:: MATERIAL SHOWN

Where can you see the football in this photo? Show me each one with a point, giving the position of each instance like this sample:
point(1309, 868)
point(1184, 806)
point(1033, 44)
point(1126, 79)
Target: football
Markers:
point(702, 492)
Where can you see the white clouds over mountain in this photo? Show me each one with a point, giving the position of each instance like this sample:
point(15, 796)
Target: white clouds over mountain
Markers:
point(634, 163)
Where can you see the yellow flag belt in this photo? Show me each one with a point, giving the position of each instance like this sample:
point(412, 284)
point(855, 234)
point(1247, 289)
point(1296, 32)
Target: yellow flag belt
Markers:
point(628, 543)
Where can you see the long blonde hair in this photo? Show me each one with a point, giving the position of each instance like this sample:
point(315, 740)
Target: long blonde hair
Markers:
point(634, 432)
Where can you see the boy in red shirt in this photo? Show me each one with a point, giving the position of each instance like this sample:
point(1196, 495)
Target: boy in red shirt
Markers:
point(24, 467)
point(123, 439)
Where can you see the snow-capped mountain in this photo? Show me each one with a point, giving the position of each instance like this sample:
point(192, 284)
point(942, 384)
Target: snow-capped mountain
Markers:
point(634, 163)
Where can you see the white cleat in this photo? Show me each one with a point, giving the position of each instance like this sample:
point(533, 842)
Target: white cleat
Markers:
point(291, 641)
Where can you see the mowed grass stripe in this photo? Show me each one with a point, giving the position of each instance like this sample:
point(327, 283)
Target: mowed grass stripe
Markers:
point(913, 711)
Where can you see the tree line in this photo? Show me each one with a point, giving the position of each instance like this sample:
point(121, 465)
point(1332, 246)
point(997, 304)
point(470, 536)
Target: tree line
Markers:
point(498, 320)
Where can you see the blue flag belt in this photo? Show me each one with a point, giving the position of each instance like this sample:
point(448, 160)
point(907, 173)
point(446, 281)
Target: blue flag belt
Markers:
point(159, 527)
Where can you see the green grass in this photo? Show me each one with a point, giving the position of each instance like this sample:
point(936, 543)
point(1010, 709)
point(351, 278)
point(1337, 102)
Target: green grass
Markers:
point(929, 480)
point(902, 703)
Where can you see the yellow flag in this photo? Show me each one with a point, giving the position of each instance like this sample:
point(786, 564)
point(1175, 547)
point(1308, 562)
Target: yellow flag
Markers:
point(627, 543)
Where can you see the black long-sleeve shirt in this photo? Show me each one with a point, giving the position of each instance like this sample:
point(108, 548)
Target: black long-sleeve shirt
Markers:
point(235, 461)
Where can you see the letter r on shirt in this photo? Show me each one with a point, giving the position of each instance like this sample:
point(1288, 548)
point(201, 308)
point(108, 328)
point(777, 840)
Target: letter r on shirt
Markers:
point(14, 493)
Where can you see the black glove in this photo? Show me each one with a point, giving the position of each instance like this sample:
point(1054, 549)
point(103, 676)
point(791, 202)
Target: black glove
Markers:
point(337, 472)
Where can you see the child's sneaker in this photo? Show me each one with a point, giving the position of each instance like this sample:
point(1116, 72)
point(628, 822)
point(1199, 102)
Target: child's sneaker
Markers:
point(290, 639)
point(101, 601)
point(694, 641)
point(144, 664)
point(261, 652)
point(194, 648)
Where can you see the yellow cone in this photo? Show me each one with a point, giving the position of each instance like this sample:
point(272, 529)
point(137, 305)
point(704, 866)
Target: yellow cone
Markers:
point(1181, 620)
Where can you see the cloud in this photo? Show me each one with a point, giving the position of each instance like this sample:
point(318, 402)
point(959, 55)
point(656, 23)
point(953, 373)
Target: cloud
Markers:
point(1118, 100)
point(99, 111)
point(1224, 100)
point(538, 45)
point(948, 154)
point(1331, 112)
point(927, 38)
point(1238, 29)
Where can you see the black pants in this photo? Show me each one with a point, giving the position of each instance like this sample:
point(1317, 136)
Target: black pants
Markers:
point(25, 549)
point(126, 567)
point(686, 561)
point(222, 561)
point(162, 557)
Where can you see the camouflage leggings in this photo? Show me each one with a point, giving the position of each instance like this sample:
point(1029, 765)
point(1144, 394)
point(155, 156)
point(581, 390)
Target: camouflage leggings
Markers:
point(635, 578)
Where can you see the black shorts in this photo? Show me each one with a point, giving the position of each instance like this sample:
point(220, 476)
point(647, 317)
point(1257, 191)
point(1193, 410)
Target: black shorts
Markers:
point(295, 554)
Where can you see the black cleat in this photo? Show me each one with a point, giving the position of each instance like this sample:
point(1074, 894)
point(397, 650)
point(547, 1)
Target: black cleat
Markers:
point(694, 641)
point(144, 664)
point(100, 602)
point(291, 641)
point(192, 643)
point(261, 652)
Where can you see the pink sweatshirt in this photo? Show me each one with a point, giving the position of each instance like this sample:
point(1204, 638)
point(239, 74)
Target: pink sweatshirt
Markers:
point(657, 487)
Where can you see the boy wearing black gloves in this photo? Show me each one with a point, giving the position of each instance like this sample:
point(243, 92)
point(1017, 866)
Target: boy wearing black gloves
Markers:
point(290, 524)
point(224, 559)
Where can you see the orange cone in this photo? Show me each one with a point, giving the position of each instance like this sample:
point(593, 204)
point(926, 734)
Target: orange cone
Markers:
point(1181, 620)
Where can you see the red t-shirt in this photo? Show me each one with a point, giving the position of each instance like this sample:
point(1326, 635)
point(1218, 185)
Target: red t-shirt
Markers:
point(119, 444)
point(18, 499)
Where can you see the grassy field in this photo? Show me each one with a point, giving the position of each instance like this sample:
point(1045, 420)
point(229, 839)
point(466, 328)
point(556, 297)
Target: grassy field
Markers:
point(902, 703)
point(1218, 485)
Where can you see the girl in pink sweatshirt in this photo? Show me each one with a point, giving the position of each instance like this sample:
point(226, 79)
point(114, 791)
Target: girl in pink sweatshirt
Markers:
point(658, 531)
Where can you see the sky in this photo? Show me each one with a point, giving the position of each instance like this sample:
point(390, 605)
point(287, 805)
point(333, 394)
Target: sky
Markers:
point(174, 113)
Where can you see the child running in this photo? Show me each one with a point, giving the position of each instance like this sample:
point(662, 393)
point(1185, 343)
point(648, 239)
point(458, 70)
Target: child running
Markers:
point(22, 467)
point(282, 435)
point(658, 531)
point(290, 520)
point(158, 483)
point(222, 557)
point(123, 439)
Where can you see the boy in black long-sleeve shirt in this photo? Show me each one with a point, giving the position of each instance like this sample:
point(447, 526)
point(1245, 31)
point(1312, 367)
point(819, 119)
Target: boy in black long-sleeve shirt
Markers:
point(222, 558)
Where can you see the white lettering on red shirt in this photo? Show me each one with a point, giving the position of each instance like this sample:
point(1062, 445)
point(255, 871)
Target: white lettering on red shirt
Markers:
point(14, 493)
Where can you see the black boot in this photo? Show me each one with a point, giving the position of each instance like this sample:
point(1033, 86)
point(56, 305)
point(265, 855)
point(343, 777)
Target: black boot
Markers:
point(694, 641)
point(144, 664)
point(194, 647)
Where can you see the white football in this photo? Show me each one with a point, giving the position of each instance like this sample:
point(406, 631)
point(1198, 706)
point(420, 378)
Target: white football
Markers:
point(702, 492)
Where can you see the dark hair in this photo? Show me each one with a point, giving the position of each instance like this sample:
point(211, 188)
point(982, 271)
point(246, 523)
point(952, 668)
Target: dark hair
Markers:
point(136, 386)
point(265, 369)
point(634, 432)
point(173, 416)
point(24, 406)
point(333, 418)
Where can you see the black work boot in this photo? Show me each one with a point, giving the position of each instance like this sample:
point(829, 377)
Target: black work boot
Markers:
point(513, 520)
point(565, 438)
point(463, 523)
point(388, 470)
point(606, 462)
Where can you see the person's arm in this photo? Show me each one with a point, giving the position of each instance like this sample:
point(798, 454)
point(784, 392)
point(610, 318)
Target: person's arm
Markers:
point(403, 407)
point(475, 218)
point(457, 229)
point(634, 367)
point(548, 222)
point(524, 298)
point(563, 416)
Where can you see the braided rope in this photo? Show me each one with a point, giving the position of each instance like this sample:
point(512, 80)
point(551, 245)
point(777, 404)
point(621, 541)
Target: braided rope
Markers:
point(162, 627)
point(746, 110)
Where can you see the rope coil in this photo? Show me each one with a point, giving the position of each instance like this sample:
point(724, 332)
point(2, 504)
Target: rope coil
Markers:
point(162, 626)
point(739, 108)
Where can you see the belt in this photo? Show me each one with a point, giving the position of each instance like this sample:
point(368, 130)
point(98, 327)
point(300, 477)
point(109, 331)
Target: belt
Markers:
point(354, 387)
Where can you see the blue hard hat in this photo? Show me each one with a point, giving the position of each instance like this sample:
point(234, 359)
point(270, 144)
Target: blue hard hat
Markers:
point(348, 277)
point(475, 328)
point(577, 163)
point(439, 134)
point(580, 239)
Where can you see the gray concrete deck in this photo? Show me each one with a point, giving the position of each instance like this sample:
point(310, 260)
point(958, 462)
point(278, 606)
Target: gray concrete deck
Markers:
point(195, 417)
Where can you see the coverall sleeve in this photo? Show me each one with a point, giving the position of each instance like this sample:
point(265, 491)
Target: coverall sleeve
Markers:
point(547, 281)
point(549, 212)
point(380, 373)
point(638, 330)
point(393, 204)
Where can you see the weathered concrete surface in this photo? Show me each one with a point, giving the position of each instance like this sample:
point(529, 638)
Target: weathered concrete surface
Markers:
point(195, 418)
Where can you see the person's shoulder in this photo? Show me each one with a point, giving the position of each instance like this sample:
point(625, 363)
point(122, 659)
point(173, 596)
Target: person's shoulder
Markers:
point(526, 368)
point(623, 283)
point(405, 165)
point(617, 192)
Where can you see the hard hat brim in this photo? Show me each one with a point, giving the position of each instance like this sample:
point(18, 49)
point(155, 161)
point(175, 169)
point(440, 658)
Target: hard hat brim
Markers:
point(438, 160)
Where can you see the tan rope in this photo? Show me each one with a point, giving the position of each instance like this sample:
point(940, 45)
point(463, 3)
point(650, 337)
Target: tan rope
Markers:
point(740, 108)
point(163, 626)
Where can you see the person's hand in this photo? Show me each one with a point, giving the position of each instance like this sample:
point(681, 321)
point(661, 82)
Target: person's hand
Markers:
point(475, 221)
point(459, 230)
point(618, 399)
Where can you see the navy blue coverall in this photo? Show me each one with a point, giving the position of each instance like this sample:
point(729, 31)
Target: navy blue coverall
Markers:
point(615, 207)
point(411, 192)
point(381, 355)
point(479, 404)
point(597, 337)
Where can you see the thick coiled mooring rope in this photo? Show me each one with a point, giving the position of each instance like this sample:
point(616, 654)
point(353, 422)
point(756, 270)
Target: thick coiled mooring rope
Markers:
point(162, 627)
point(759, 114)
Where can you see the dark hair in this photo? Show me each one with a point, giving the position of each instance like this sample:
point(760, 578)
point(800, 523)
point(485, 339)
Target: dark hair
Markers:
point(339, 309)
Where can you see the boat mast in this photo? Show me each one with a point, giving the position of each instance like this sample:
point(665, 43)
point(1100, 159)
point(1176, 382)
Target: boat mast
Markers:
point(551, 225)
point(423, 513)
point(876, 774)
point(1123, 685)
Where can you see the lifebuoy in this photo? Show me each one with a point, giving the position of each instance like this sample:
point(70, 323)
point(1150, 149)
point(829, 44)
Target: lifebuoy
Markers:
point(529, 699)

::::

EXERCISE DESCRIPTION: Copy the data above word for word, from the line with "Where can you see the child running" to the line with "point(333, 418)", including both of those lines.

FULL RESPONSE:
Where can you see the child running in this photo? Show me each one with a point, giving the position of each instance like this sample:
point(662, 393)
point(1185, 343)
point(648, 239)
point(458, 70)
Target: child running
Markers:
point(22, 467)
point(282, 435)
point(658, 531)
point(290, 520)
point(158, 483)
point(222, 557)
point(123, 439)
Where can you see the boy in black long-sleeve shirt in this photo? Show me each one with a point, giving the position of each instance like this sample:
point(447, 526)
point(1245, 31)
point(1312, 367)
point(819, 119)
Target: boy in black long-sleeve shirt
Markers:
point(222, 558)
Where can you see the white lettering on red shirt in this photo? Show me each one with a point, giving the position of each instance like this sample:
point(1062, 445)
point(255, 871)
Target: white lettering on red shirt
Markers:
point(14, 493)
Where can you see the black boot in this photo? Show me each one with a point, giving the position of each instance like this sample:
point(1033, 86)
point(56, 305)
point(265, 855)
point(343, 777)
Target: black boot
Markers:
point(694, 641)
point(144, 664)
point(194, 647)
Where can you see the white football in this photo? Show me each one with a point, giving the position of each instance like this sample:
point(406, 631)
point(1198, 706)
point(420, 378)
Target: white football
Markers:
point(702, 492)
Where can you see the dark hair in this photo? Show me each one with a point, giving the position of each instance like this sample:
point(211, 188)
point(982, 271)
point(246, 523)
point(952, 668)
Target: dark hair
Markers:
point(136, 386)
point(265, 369)
point(634, 432)
point(173, 416)
point(24, 406)
point(333, 418)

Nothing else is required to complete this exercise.